• DATA LISTING
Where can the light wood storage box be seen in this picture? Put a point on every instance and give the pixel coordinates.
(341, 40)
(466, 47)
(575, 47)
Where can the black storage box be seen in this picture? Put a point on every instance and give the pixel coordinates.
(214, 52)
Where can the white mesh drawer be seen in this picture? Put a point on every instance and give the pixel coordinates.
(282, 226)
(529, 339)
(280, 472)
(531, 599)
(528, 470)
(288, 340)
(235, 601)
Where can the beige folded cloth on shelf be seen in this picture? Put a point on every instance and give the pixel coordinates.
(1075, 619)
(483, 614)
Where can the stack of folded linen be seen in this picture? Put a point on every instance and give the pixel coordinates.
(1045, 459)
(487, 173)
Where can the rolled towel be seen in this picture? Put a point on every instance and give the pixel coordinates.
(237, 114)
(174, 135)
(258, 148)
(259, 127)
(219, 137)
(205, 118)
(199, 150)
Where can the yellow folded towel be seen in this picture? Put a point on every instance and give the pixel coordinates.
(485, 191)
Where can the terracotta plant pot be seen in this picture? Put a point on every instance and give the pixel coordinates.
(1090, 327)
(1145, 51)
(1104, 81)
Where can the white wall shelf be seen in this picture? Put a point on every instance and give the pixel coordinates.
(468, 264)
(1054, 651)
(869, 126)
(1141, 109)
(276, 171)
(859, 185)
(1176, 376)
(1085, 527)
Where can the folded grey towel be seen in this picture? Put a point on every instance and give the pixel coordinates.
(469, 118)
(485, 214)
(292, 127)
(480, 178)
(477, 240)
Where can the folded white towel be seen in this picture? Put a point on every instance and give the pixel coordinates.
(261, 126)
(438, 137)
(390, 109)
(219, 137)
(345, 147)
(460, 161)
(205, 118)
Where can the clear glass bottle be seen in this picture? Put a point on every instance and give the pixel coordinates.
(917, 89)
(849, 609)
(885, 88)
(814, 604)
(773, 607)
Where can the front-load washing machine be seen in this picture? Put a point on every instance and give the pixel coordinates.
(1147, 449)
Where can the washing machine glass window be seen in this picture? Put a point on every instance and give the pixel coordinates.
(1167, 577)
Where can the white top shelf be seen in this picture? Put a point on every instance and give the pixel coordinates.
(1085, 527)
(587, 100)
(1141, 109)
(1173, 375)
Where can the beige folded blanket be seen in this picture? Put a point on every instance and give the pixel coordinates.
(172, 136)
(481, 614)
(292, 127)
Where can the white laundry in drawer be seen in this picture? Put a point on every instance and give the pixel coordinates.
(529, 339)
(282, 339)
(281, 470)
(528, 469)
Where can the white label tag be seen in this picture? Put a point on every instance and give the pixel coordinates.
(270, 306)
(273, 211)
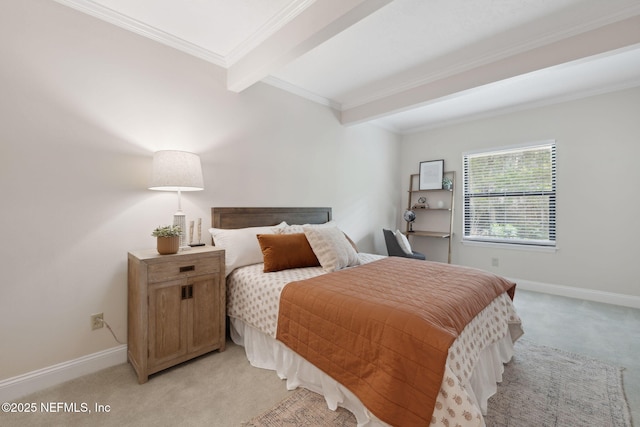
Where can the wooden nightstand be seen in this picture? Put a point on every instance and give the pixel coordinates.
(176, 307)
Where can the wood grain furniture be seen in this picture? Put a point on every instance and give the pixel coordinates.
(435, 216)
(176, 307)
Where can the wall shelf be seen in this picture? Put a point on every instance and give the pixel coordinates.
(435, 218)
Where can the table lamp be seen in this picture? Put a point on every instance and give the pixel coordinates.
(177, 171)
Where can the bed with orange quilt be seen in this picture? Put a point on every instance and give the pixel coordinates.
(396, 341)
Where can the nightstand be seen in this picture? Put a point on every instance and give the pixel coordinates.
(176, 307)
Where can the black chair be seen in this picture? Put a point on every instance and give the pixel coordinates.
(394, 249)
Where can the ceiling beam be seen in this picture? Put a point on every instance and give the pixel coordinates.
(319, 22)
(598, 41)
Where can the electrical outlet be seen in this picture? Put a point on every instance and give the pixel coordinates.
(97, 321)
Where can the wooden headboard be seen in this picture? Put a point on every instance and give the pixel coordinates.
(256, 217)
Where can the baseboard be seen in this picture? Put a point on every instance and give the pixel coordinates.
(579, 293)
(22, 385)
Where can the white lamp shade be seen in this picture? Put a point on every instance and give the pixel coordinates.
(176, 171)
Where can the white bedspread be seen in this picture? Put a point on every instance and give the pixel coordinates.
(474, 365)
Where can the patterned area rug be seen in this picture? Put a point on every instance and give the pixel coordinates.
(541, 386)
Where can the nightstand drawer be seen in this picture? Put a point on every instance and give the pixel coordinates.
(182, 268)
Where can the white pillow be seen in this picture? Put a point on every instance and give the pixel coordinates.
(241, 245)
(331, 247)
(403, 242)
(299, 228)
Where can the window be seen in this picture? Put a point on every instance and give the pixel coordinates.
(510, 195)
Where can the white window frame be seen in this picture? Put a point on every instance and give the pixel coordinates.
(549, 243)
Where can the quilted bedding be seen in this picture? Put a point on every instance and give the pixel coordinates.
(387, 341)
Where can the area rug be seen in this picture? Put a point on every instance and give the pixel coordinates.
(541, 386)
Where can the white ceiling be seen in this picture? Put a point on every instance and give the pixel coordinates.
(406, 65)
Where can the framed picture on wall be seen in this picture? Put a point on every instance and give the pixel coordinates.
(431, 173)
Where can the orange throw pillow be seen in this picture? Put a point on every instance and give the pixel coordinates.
==
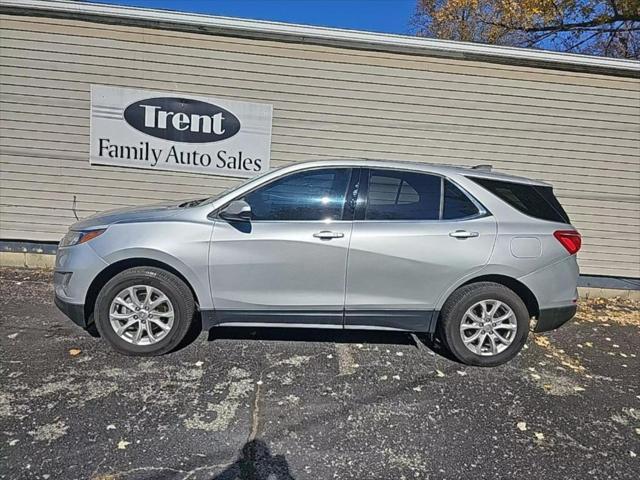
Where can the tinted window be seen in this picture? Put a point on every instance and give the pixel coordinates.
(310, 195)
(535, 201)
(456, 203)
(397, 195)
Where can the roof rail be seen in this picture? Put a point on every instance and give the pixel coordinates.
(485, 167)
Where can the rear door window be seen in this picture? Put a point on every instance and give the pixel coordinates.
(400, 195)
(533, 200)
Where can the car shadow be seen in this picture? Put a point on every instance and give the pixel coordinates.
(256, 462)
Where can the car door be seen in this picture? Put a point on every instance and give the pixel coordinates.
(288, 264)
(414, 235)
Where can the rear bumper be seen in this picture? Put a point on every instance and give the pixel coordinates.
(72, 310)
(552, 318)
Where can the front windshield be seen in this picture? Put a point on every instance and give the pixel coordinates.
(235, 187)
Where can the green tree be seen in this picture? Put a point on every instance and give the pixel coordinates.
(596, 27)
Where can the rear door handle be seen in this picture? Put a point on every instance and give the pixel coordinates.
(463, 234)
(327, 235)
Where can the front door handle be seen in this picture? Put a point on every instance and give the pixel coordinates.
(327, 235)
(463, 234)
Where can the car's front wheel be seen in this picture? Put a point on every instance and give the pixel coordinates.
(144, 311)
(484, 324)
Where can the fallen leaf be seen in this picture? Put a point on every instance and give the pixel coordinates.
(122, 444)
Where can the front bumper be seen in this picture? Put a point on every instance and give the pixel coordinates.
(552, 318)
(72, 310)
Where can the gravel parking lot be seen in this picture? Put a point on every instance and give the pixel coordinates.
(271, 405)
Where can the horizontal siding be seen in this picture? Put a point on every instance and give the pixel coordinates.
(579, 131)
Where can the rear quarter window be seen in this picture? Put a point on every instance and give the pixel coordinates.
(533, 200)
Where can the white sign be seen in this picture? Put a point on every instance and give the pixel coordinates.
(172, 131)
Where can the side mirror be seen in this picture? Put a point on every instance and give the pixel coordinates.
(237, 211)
==
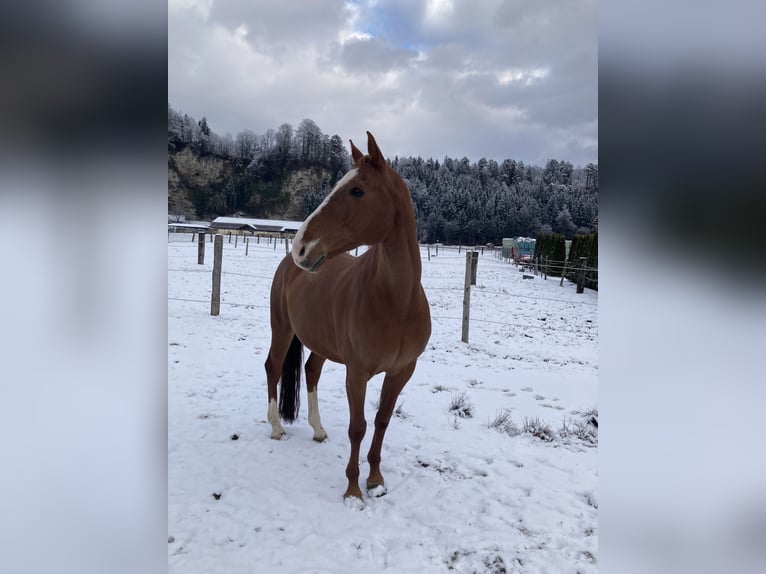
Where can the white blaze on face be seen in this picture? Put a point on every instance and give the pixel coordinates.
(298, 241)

• AIM OF THE EXERCISE
Take the stretch of lines above from the one containing "Where can the nightstand drawer" through the one containing "Where can the orange" and repeat it exactly, adding no other line.

• SOLVED PROBLEM
Where can the nightstand drawer be seen in this picture? Put a point on every instance and give the pixel coordinates.
(182, 268)
Where can the white pillow be seen in this picture? Put a point on every instance and give the pixel coordinates.
(241, 245)
(331, 247)
(403, 242)
(299, 228)
Where can the window be seen in this picture? Put a point on every instance and give the pixel coordinates.
(510, 195)
Where can the white window frame be seen in this picture? Put a point on every instance and give the pixel coordinates.
(549, 243)
Where can the quilted bedding be seen in this picture? Put a point on every instance and give the pixel coordinates.
(387, 341)
Where can the area rug be seen in this picture? Put a point on every instance and give the pixel coordinates.
(541, 386)
Where can the white ceiling be seen in this picture? Put a point on every instance and give the pixel coordinates.
(406, 65)
Where can the framed picture on wall be seen in this picture? Put a point on every instance and give the pixel coordinates.
(431, 173)
Where can the orange throw pillow be seen in this picture? Put a point on every instance and give the pixel coordinates.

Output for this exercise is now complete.